Given task |
Count the lines in the entries that contain the word "head", treating case as significant, and give only the number.

Provided data |
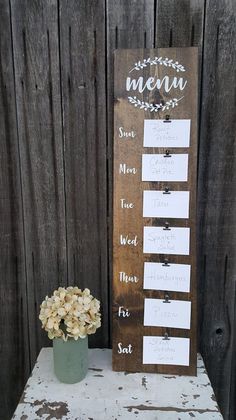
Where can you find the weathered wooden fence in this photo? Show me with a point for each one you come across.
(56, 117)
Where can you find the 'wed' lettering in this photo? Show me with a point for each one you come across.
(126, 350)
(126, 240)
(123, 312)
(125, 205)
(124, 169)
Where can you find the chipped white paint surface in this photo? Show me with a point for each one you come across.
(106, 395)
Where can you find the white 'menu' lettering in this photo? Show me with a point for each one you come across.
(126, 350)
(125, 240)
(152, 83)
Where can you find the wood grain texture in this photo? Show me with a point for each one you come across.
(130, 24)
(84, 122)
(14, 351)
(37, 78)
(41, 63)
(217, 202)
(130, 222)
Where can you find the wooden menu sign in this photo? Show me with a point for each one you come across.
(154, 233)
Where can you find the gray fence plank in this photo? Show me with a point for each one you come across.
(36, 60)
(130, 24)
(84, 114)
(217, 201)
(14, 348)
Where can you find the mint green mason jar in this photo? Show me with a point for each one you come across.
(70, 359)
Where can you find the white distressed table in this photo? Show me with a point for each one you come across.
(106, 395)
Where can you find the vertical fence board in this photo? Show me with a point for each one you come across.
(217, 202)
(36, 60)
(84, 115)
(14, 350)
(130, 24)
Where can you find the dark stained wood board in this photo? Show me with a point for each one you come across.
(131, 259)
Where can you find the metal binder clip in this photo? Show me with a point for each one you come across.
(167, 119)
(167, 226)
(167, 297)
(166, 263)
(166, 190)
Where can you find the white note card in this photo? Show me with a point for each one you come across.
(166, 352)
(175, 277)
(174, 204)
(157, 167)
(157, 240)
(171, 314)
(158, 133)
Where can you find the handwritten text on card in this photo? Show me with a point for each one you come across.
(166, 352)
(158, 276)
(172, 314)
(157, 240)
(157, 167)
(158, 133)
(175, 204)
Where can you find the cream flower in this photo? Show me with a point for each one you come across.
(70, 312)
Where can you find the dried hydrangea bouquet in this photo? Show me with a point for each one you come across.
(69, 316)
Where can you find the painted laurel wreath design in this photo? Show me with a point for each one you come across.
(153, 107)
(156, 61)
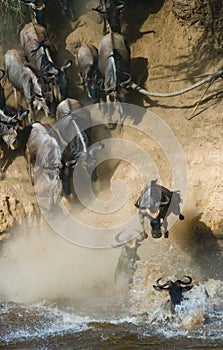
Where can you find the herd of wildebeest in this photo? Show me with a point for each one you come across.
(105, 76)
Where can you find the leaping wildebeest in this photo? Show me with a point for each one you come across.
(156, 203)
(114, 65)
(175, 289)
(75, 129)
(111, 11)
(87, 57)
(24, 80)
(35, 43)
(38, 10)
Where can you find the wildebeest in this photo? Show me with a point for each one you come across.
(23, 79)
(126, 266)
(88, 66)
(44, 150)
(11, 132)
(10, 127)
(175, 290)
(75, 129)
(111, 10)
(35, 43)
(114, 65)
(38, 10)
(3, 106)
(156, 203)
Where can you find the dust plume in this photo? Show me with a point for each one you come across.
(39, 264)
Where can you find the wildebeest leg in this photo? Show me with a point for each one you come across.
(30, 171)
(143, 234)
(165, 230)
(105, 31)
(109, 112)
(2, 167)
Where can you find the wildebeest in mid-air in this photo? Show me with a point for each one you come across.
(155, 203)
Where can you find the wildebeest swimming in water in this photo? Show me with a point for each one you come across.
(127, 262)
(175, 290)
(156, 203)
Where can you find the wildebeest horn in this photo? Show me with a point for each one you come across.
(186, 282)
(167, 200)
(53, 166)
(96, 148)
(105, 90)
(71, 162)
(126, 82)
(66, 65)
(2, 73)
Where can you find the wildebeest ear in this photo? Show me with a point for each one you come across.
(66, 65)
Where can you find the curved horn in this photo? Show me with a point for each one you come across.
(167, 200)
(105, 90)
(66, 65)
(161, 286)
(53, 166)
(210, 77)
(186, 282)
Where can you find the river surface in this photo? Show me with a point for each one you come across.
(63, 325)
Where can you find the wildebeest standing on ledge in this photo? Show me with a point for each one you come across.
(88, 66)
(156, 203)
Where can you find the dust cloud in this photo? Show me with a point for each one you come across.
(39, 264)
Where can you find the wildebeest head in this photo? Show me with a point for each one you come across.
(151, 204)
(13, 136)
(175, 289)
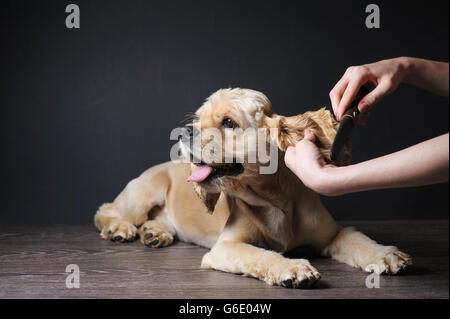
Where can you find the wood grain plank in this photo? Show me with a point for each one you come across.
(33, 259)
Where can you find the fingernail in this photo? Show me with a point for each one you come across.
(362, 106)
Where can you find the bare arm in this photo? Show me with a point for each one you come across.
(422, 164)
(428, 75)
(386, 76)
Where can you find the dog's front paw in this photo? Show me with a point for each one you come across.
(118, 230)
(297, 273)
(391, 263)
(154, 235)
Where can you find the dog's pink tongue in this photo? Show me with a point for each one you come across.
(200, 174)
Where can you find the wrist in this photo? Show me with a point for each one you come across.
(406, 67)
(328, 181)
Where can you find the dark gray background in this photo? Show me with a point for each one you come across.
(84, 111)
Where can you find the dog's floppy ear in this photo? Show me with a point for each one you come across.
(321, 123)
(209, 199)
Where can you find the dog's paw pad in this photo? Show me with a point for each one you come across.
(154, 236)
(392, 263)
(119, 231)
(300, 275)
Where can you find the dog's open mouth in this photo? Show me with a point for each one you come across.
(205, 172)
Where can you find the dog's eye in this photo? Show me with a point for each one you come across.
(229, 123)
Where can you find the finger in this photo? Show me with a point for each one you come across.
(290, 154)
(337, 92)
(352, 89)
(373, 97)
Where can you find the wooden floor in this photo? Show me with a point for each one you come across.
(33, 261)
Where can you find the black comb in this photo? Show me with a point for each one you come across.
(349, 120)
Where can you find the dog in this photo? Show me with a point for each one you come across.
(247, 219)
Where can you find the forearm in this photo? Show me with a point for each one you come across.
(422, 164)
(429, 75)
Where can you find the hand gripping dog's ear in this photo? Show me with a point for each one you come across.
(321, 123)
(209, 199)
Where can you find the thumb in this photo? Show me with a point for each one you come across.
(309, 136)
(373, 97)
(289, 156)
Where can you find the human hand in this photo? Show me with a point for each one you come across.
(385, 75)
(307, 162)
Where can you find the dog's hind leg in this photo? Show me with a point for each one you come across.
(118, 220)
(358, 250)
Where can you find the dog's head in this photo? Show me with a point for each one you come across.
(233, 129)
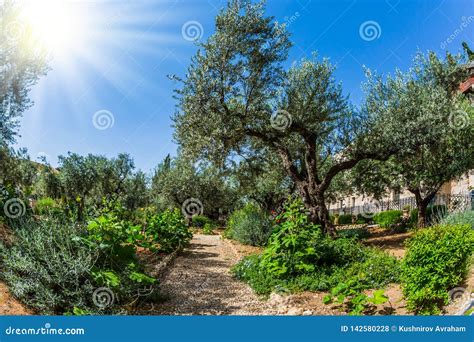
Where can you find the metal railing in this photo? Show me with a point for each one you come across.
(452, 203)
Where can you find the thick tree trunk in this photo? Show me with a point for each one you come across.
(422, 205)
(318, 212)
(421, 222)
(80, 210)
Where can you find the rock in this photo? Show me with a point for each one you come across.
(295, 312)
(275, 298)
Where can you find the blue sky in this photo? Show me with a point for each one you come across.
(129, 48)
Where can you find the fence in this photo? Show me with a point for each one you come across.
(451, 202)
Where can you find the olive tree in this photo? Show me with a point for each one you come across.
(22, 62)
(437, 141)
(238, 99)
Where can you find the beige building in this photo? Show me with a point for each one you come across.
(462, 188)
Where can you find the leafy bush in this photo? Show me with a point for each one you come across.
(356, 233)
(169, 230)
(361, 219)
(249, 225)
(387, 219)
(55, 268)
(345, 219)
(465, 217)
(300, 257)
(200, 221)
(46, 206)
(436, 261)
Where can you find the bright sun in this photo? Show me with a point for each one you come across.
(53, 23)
==
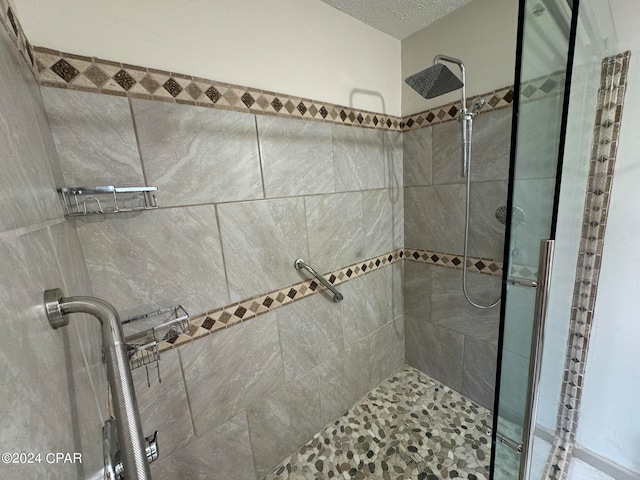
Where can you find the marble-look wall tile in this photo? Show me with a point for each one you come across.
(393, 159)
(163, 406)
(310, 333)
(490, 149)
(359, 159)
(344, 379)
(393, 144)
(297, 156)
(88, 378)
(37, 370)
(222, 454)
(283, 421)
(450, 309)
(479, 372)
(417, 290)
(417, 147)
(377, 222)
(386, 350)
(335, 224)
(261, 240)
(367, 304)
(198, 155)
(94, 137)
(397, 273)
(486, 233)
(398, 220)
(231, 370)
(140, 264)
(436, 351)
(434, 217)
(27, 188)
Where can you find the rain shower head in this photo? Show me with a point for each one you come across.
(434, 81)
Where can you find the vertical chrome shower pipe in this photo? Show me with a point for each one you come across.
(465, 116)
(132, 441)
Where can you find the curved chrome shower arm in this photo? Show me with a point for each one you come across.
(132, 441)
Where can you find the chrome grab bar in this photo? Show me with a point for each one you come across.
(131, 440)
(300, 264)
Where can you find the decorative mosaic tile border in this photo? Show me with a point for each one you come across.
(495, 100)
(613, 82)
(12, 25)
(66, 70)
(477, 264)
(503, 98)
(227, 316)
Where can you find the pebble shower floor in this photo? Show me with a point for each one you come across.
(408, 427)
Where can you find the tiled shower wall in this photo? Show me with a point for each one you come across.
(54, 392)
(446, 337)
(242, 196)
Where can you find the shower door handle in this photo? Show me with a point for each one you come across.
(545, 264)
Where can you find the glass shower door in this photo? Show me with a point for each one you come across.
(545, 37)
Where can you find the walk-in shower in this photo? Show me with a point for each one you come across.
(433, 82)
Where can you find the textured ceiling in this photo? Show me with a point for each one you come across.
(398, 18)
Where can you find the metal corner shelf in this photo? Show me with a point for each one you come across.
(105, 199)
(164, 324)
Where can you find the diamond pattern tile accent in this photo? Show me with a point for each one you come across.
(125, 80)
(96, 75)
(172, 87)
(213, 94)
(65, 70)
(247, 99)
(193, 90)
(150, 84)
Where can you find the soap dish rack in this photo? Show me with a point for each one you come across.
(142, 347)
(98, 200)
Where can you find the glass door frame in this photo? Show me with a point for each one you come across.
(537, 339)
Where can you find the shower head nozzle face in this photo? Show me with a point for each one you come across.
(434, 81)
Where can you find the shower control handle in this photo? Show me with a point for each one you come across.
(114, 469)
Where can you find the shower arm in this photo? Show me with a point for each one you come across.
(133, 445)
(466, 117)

Exercise output |
4